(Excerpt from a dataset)
────────────────────────────────────────
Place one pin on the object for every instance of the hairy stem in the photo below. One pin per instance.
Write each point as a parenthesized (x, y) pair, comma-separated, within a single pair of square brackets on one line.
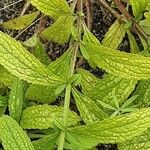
[(69, 88), (136, 28), (65, 116)]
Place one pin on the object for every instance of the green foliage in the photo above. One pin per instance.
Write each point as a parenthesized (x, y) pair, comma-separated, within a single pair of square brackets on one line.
[(12, 135), (47, 93), (114, 36), (119, 63), (45, 116), (97, 109), (145, 24), (16, 98), (102, 90), (46, 143), (59, 31), (20, 22), (139, 142), (143, 90), (53, 8), (138, 6), (88, 109), (112, 130), (17, 60)]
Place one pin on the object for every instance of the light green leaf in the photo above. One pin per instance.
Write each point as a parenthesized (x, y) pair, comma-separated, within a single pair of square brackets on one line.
[(141, 142), (102, 90), (31, 42), (19, 62), (46, 143), (5, 77), (88, 80), (89, 110), (16, 99), (143, 92), (113, 130), (12, 135), (3, 101), (20, 22), (118, 63), (145, 24), (60, 30), (45, 116), (53, 8), (114, 36), (40, 53), (60, 67), (134, 49), (138, 6)]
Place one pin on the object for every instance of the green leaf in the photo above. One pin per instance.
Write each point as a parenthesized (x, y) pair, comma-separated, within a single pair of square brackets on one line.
[(20, 22), (40, 53), (138, 6), (88, 80), (60, 30), (113, 130), (114, 36), (3, 101), (140, 142), (145, 24), (45, 143), (118, 63), (12, 135), (45, 116), (53, 8), (60, 67), (19, 62), (143, 92), (134, 49), (102, 90), (5, 77), (129, 101), (16, 98), (89, 111)]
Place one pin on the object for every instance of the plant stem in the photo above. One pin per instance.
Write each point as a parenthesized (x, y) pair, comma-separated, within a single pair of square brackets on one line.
[(69, 88), (136, 28), (65, 116)]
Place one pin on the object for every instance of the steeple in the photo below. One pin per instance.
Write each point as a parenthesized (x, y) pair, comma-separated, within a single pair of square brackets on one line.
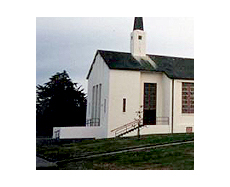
[(138, 24), (138, 41)]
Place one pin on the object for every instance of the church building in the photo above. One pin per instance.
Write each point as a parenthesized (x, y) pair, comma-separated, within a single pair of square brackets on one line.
[(131, 90)]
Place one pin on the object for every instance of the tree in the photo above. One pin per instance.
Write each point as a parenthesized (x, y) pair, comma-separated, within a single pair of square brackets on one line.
[(59, 103)]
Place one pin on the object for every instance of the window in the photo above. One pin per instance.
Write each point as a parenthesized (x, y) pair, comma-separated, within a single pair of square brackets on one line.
[(104, 105), (96, 105), (187, 97), (124, 105)]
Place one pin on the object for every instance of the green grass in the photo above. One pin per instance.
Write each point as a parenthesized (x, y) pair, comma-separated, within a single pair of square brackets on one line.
[(152, 159)]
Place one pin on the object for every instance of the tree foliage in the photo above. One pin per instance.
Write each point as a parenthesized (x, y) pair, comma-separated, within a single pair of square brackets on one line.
[(59, 103)]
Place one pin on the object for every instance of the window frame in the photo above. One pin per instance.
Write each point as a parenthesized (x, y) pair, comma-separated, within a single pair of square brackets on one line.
[(187, 98)]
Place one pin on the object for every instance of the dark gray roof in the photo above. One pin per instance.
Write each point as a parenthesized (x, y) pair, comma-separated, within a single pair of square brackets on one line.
[(173, 67), (138, 23)]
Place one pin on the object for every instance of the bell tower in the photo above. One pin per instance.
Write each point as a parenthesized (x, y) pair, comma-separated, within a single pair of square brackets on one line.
[(138, 38)]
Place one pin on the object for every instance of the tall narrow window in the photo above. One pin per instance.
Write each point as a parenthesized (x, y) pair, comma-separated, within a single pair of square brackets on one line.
[(99, 102), (93, 103), (187, 97), (124, 105)]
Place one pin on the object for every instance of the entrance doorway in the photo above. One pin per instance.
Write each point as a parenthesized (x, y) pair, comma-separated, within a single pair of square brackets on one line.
[(149, 109)]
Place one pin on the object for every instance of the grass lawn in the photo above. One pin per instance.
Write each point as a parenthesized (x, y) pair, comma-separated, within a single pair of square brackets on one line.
[(170, 157)]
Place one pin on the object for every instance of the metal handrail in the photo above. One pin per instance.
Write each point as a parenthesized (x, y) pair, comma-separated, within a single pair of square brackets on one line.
[(134, 124), (128, 124), (93, 122)]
────────────────────────────────────────
→ YOUR TASK:
Copy every line of the records above word for word, leaving out the pictures.

→ THE RESULT:
Place one pin on the object for every instance of the hairy stem in the photo below. One pin per instance.
Write each point as a parenthesized (x, y) pair, comma-separated, within a single pair of square brackets on one line.
[(69, 88), (136, 28), (65, 116)]
Place one pin on the object for every instance of the green foliage in the photo above. One pin per instance.
Write each point as a parenthesized (x, y) pair, comma-separated, within a single pair of square brackets on one line.
[(12, 135), (47, 93), (114, 36), (119, 63), (45, 116), (97, 109), (145, 24), (16, 98), (102, 90), (46, 143), (59, 31), (20, 22), (139, 142), (143, 90), (53, 8), (138, 6), (88, 109), (112, 130), (17, 60)]
Place one pin on the object for every instance of the light green leaf in the photo above. One pin per instance.
Write each point as a parenthesized (x, y) pair, comma-separated, within a single pair of square brackets on one line.
[(141, 142), (102, 90), (31, 42), (19, 62), (46, 143), (5, 77), (88, 80), (89, 110), (16, 99), (143, 92), (113, 130), (12, 135), (3, 101), (20, 22), (118, 63), (145, 24), (60, 30), (45, 116), (53, 8), (114, 36), (40, 53), (60, 67), (134, 49), (138, 6)]
Place one pin on the object for every instance of the green leaf in the photo above. One pin per instance.
Write each point as a parenthesized (x, y) pair, comma-separated, within a single pair of square brackets on one line.
[(20, 22), (40, 53), (138, 6), (88, 80), (60, 30), (113, 130), (114, 36), (3, 101), (140, 142), (145, 24), (45, 143), (118, 63), (12, 135), (45, 116), (53, 8), (60, 67), (19, 62), (143, 92), (134, 49), (102, 90), (5, 77), (129, 101), (16, 98), (89, 111)]
Place one pin on the object for every instance of the plant stem in the photo above. One pin per instance.
Write each point as a parenthesized (x, y) pair, comma-separated, within a single pair of square brackets on one line.
[(69, 88), (136, 28), (65, 116)]
Place one pin on the object for every instance of the steeple in the photo below. One pin per instance.
Write each point as a parenthesized (x, y) pair, comma-separated, within a single pair of square brackets on one line.
[(138, 24), (138, 41)]
Place one pin on the object for every instance of the church building in the photo above. One pin per instance.
Write each point as a parenthesized (x, y) pair, comma-separated, within a single pair of square brackets on one line.
[(131, 90)]
Place one pin on the object for every instance of the tree in the photo above. One pin per instance.
Write each point as a parenthesized (x, y) pair, comma-separated, within a single pair of square brackets on one line.
[(59, 103)]
Place one pin on the object for every instance of the window in the photo above. One pin per instance.
Write each point as a parenthesized (x, y) pair, comma-separated, within a single pair of square brackets on one line.
[(104, 105), (96, 105), (187, 97), (124, 105)]
Place one pin on the object for every instance of the green grass in the photo above. One pin per instance.
Write each point as a parenthesized (x, y) pair, comma-separated, within a single pair of square brackets on one line.
[(152, 159)]
Place one pin on the object for every instance of the tree foliage in the photo above. One pin per instance.
Write each point as a parenthesized (x, y) pair, comma-separated, within a single pair of square brackets on one line.
[(59, 103)]
Place one pin on the object for every instance of the window frame in the photo above. One pin per instance.
Write each point as a parenthesized (x, y) pair, comma-separated, within a single pair of square brackets on one line.
[(187, 98)]
Place one pin on the object for every instance of the dark gray roof in the photo above. One pin per instance.
Write each point as a parenthesized (x, y) pair, comma-separated, within a single pair of square brackets on one line.
[(173, 67), (138, 23)]
Place one pin on the object for every instance of the bell tower in the photo above. One pin per instance.
Write each point as a parenthesized (x, y) pair, comma-separated, within a single pair of square brackets on one line.
[(138, 38)]
Place one pin on the object for every instance of the tall narrow window in the photo above. One pin per instance.
Write each point as a parenthesized (x, y) pair, comma-separated, within a single pair of square brackets on one line.
[(99, 102), (93, 103), (187, 97), (124, 105)]
Place one pin on the object for every instance of the entrance doorway in the photo above. One pin per instance.
Write each point as a parenthesized (x, y) pair, comma-separated, within a single pair of square brackets on one line.
[(149, 109)]
Place one pin on the object for every instance of the grass lawn in the photo above. One pin per instance.
Write each point as a parenthesized (x, y) pair, comma-separated, within a single pair of square brackets on one line.
[(170, 157)]
Place one pin on the object for every instance of the metal handrail in the photo above. One pin per instance.
Write each point as a parenthesized (x, y) pair, comma-separated, within a single pair of square brackets on one line.
[(134, 124), (128, 124), (93, 122)]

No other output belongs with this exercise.